_Instructions for the task:_ Where the string "covered" occurs in a line of the data below, that line should be copied.

_Material for this task:_

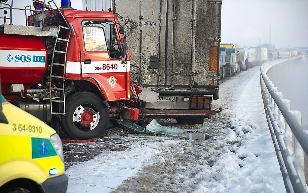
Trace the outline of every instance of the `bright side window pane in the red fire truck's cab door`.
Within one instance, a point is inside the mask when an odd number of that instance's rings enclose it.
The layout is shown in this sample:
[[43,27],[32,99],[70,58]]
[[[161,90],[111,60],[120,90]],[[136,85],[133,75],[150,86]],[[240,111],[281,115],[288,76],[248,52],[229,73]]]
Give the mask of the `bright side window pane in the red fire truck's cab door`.
[[102,27],[85,25],[82,28],[87,51],[107,51],[105,32]]

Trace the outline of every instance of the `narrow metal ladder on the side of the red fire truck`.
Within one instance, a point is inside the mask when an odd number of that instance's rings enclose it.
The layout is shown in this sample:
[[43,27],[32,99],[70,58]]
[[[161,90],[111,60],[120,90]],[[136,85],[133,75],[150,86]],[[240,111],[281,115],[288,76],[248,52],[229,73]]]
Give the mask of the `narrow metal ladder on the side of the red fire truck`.
[[[71,30],[68,27],[64,27],[59,25],[58,27],[58,33],[56,36],[55,40],[55,45],[53,48],[52,52],[52,60],[51,60],[51,69],[50,69],[50,93],[52,90],[58,90],[60,92],[60,97],[57,99],[57,97],[52,97],[52,94],[50,94],[50,111],[51,115],[65,115],[65,92],[64,92],[64,81],[65,81],[65,69],[66,69],[66,56],[67,56],[67,47],[68,47],[68,41],[70,40],[71,37],[71,32],[69,32],[68,39],[60,38],[60,36],[63,34],[63,31],[65,32],[66,30]],[[61,50],[62,49],[62,50]],[[63,57],[64,55],[64,57]],[[64,58],[61,61],[61,58]],[[58,76],[55,72],[55,68],[63,66],[63,76]],[[63,88],[57,88],[53,87],[52,84],[52,79],[54,78],[59,78],[60,80],[62,79],[62,87]],[[63,111],[61,111],[61,108],[59,109],[59,112],[53,111],[52,110],[52,103],[58,103],[58,107],[63,107]],[[61,104],[63,106],[61,106]]]

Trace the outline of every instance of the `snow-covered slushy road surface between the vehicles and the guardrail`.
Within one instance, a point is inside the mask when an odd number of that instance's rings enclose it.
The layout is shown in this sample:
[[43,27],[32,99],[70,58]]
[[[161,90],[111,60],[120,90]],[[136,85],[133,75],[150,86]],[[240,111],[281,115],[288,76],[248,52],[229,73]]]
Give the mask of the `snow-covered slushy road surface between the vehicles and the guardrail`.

_Response area:_
Trace the outline of every instance of the `snow-covered slushy road surface between the vehicles and the guardrail`.
Give the mask of the `snow-covered slushy road surface between the vehicles and the guardrail`.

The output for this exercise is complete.